Aim of the exercise: Render the lines below, from the line containing "In this exercise you will mark the glazed" through the last line, inclusive, as a Markdown table with a column Row for the row number and a column Line for the line, leaving out blank lines.

Stored rows:
>> begin
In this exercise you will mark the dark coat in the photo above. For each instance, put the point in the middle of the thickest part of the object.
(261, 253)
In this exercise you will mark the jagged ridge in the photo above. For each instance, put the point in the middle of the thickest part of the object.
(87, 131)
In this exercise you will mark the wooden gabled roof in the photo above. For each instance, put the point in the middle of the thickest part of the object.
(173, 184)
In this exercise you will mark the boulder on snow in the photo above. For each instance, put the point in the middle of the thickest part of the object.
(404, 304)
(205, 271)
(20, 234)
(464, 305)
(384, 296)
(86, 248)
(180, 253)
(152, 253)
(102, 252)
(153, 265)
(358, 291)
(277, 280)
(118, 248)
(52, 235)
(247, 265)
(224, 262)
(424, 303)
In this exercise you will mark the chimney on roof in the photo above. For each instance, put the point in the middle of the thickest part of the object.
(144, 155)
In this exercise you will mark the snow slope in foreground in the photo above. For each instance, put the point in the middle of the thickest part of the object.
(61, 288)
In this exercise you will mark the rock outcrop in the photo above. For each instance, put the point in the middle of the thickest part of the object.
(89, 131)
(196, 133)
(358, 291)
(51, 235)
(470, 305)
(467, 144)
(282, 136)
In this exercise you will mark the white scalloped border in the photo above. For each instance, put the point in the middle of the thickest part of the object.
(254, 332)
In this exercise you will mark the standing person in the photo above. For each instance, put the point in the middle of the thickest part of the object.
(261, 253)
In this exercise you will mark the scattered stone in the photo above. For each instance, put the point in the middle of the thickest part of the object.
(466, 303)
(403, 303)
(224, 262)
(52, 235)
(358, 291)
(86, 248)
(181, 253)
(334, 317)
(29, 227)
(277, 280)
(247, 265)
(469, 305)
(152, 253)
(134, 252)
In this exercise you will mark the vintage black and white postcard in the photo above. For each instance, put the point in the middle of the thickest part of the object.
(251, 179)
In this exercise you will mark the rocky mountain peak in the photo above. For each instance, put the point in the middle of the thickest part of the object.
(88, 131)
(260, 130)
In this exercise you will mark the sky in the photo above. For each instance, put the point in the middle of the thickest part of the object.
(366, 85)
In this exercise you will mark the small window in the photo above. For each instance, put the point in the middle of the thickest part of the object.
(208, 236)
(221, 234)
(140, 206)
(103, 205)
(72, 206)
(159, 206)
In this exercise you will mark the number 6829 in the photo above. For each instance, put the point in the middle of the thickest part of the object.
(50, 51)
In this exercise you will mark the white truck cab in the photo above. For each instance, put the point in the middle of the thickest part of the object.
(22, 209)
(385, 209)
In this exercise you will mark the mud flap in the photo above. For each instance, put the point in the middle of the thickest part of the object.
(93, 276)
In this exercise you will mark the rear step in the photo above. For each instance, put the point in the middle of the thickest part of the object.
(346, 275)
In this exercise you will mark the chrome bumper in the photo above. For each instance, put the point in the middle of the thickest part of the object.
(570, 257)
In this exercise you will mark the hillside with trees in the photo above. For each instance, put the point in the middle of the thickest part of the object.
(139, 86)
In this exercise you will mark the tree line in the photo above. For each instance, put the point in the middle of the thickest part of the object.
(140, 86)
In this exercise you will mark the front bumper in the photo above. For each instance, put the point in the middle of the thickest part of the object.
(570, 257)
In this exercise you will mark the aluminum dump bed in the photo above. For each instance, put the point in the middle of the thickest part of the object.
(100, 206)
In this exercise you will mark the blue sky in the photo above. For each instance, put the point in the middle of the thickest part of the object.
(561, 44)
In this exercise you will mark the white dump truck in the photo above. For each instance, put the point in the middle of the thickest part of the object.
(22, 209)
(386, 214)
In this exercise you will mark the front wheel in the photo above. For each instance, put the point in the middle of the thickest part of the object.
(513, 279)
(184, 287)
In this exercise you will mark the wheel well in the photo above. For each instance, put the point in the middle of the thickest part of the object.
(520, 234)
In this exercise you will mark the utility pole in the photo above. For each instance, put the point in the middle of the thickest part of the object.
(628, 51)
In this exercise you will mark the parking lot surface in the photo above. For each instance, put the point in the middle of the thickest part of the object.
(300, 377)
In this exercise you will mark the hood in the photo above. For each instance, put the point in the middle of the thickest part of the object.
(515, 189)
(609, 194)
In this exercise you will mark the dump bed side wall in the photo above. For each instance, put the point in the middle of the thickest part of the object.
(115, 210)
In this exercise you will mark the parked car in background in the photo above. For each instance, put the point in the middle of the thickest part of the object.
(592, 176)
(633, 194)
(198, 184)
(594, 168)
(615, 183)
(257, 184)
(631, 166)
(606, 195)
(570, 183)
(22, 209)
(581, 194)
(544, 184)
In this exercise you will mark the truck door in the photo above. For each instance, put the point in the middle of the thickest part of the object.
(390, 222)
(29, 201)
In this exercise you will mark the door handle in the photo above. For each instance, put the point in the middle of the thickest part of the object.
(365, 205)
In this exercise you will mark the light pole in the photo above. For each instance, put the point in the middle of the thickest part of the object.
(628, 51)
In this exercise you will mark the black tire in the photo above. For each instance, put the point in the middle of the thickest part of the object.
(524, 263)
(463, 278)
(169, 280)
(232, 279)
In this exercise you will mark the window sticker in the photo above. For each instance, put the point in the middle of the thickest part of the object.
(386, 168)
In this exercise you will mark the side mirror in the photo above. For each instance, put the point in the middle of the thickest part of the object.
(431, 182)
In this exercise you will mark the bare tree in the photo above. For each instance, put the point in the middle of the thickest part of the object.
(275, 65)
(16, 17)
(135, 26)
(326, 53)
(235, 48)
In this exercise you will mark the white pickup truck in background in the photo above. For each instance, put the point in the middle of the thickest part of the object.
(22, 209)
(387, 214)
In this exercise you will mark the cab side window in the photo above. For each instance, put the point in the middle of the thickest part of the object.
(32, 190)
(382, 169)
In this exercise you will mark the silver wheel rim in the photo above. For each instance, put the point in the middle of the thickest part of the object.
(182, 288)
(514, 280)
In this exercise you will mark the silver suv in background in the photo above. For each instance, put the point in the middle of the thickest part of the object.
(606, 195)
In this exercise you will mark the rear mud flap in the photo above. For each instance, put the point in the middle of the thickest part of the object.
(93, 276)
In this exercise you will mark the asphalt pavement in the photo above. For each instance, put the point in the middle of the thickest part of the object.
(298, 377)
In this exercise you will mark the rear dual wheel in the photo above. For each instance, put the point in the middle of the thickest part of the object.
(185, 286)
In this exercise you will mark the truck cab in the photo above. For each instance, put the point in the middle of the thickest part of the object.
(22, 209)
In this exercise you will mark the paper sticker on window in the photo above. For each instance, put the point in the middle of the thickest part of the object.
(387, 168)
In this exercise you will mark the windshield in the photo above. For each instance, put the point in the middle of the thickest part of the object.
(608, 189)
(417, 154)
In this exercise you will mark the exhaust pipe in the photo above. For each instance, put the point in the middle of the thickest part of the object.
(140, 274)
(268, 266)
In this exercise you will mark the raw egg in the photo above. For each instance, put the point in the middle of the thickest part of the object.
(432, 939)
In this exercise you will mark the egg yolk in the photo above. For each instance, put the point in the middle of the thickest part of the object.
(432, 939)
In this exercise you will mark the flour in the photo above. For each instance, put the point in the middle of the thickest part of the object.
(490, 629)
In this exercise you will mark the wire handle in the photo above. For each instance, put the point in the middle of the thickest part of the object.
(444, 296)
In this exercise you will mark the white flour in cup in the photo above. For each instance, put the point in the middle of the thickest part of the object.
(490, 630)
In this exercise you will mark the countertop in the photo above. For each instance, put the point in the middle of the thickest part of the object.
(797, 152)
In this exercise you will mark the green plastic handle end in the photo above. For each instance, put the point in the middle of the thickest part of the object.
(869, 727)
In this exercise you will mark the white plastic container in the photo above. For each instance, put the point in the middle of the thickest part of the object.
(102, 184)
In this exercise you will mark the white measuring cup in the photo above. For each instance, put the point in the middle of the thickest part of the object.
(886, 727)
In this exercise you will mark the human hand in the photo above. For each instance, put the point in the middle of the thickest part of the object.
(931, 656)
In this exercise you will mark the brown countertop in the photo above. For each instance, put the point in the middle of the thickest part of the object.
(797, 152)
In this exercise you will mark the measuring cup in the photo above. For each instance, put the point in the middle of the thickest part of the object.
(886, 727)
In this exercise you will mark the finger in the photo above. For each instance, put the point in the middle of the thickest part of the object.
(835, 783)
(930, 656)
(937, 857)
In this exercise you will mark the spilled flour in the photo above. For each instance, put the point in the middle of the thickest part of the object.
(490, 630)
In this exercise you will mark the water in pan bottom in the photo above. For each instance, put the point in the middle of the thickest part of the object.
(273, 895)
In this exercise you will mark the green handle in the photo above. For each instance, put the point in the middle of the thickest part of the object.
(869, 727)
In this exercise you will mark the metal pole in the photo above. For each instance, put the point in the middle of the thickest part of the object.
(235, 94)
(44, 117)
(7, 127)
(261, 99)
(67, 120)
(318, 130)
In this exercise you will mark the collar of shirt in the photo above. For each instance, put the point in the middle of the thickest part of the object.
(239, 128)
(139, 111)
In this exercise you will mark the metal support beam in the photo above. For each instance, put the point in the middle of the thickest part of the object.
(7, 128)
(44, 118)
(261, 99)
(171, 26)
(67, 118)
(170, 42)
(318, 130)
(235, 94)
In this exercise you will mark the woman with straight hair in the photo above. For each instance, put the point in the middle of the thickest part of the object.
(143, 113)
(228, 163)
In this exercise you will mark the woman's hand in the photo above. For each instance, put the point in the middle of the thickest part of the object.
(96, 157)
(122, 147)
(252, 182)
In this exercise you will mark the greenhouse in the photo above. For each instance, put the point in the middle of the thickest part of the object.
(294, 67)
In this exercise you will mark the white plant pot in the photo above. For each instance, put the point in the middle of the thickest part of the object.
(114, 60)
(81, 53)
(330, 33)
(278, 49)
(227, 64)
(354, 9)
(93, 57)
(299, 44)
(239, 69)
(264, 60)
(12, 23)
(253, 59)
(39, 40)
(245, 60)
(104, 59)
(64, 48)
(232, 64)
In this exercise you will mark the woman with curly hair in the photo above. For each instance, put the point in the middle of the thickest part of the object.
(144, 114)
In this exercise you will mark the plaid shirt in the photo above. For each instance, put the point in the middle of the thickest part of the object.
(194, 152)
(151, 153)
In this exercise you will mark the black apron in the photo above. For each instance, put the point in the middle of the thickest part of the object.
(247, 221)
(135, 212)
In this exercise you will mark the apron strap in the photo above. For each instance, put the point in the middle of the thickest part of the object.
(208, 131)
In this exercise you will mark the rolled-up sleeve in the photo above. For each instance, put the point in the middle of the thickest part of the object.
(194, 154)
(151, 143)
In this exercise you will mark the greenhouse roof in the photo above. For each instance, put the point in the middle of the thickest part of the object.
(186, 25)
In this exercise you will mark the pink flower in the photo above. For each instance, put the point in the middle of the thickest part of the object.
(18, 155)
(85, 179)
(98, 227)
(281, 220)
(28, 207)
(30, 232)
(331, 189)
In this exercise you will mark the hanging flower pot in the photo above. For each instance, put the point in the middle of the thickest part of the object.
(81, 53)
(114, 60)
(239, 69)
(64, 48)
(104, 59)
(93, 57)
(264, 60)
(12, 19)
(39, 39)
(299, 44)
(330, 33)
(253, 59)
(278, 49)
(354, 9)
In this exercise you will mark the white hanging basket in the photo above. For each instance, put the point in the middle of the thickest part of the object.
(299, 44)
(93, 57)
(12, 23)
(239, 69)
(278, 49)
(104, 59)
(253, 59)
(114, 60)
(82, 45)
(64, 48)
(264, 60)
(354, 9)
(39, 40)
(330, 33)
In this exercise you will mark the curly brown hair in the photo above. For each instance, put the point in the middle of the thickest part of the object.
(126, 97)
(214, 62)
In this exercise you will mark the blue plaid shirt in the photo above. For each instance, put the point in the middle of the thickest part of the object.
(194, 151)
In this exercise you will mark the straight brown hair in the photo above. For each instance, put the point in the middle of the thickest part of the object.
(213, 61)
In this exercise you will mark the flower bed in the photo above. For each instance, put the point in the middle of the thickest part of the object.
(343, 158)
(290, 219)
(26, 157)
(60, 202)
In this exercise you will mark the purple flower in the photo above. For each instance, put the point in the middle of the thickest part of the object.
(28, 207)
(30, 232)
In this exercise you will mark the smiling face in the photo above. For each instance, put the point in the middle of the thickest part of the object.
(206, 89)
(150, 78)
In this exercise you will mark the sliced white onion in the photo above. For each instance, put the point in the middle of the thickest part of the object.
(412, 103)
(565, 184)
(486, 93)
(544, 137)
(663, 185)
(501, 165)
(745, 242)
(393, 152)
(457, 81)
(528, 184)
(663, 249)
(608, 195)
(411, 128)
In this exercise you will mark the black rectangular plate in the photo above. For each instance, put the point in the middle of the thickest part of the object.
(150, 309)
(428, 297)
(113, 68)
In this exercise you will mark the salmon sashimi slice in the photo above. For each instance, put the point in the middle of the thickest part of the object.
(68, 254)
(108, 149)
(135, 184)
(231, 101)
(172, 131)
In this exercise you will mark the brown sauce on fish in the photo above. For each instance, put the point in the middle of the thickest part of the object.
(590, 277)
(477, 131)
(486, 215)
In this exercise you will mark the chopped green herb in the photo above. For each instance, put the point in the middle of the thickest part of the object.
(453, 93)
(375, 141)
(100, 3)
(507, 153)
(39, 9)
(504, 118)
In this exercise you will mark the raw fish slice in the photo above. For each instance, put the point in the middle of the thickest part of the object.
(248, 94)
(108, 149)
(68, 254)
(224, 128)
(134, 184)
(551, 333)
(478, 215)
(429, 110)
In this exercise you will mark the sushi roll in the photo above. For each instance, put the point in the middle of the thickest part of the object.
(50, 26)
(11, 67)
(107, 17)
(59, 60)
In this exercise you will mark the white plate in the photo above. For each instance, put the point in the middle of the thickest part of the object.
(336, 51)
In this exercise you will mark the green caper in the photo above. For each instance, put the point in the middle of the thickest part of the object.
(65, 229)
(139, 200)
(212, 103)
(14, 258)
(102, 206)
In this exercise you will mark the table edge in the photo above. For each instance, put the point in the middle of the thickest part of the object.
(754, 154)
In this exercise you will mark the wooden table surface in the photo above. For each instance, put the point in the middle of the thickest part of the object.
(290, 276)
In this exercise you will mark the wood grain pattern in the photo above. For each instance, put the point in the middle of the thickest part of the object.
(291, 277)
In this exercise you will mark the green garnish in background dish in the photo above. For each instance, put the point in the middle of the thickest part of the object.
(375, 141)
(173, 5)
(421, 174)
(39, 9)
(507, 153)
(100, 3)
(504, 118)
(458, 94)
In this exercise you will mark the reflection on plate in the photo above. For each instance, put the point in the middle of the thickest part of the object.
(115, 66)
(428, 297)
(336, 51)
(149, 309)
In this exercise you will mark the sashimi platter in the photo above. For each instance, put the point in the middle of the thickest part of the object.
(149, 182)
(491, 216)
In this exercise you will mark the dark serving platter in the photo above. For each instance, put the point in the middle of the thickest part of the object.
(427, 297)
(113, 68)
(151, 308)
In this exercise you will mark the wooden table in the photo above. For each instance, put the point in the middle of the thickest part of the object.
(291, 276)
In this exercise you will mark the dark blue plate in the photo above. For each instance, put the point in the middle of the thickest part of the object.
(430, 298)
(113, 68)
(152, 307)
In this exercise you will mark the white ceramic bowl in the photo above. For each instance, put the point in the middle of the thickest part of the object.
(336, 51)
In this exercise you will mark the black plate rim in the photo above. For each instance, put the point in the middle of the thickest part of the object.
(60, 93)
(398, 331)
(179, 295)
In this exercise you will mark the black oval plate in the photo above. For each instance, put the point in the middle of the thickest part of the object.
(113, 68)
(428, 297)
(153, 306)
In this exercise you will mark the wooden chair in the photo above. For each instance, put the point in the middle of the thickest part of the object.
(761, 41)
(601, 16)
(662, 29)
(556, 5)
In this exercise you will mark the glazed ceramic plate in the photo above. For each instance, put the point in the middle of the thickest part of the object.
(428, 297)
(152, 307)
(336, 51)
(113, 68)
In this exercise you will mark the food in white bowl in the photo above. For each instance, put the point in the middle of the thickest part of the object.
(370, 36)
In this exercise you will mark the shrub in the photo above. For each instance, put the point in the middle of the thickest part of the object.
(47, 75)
>> end
Response to the exercise:
| Row | Line |
|---|---|
| 1 | In this exercise you will mark the glazed ceramic plate in the photo above. For each instance, put the point in the middle of the thickest part of the object. |
| 2 | (428, 297) |
| 3 | (152, 307) |
| 4 | (336, 51) |
| 5 | (113, 68) |
| 6 | In this exercise you will mark the food in white bowl in the photo above. For each instance, put the point in the middle of the thickest part of the object. |
| 7 | (370, 36) |
| 8 | In this exercise you will mark the shrub in the photo above. For each instance, put the point in the middle of the thickest part of the object. |
| 9 | (47, 75) |